What the exercise asks: Print the material from its start through the line containing "(165, 111), (219, 136)", both ends included, and leave the pictures out of your answer.

Dataset entries:
---
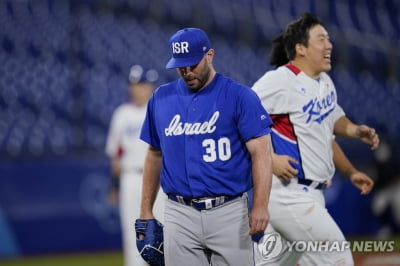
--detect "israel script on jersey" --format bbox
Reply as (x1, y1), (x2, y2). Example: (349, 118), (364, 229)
(165, 111), (219, 136)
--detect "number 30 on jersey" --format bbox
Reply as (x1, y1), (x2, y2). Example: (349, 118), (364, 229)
(202, 137), (231, 163)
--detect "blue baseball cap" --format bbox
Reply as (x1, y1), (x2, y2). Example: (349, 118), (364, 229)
(166, 28), (211, 68)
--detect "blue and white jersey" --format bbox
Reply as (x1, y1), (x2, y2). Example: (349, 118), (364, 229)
(253, 64), (345, 182)
(141, 73), (272, 198)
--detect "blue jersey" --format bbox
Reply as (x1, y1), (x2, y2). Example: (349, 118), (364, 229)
(141, 73), (272, 198)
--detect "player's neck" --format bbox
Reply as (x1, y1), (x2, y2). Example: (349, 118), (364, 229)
(290, 59), (321, 79)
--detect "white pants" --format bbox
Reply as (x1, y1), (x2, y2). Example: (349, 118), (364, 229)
(119, 172), (166, 266)
(254, 177), (354, 266)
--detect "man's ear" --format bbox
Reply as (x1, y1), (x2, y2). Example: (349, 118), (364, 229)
(295, 43), (306, 57)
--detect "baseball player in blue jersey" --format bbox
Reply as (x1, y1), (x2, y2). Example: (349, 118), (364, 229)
(140, 28), (272, 266)
(253, 14), (379, 265)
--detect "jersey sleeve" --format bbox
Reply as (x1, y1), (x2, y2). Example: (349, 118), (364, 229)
(140, 93), (161, 149)
(321, 73), (346, 121)
(237, 87), (272, 141)
(252, 71), (293, 114)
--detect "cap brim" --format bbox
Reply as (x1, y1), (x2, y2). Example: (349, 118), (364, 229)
(165, 54), (204, 69)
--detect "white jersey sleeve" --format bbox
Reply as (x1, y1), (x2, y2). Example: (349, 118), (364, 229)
(106, 104), (148, 171)
(253, 66), (345, 182)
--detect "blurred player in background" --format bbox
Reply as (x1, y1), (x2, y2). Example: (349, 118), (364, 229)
(106, 65), (165, 266)
(140, 28), (272, 266)
(253, 14), (379, 265)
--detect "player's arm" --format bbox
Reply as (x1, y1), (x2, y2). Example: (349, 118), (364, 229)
(140, 146), (162, 219)
(334, 116), (379, 150)
(272, 152), (299, 181)
(246, 135), (272, 234)
(332, 140), (374, 195)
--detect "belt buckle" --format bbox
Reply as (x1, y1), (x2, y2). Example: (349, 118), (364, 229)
(204, 199), (213, 210)
(192, 198), (215, 210)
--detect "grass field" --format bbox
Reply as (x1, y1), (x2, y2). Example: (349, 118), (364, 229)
(0, 252), (123, 266)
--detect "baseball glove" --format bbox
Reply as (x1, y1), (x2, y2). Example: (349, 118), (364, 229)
(135, 219), (164, 266)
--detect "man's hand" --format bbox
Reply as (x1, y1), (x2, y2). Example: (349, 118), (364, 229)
(356, 125), (379, 150)
(249, 208), (269, 235)
(350, 172), (374, 195)
(272, 154), (299, 181)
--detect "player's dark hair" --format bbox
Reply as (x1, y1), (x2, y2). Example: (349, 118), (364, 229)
(269, 34), (289, 67)
(280, 13), (323, 61)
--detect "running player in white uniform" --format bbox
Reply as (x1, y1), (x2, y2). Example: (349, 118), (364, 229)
(106, 65), (165, 266)
(140, 28), (272, 266)
(253, 14), (379, 265)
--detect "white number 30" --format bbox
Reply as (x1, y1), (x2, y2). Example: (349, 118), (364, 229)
(202, 138), (231, 163)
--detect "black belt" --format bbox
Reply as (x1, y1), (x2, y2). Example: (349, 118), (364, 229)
(168, 193), (243, 211)
(297, 178), (328, 190)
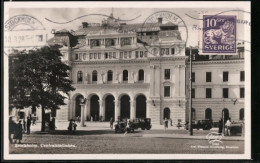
---
Final answer:
--detect "israel script on jersey" --format bbox
Reply as (x1, y1), (x2, y2). Example: (349, 118), (364, 229)
(165, 111), (219, 136)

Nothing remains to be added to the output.